## PROBLEM TO SOLVE
Could you write out each of the items below line for line, with every character unchanged?
* Begin RECORDS SHOWN *
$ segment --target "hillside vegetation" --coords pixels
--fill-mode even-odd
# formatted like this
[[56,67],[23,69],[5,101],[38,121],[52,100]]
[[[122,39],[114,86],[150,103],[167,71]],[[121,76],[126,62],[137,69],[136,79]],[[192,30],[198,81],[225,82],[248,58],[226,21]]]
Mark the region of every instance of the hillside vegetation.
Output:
* End RECORDS SHOWN *
## WRITTEN RESPONSE
$ segment --target "hillside vegetation" --coords pixels
--fill-mode even-odd
# formatted like this
[[56,67],[23,69],[5,101],[38,121],[52,100]]
[[[122,39],[114,86],[150,103],[167,71]],[[121,76],[126,62],[137,69],[136,79]],[[192,30],[198,81],[225,82],[248,58],[226,21]]]
Mark the region of every instance of the hillside vegetation.
Output:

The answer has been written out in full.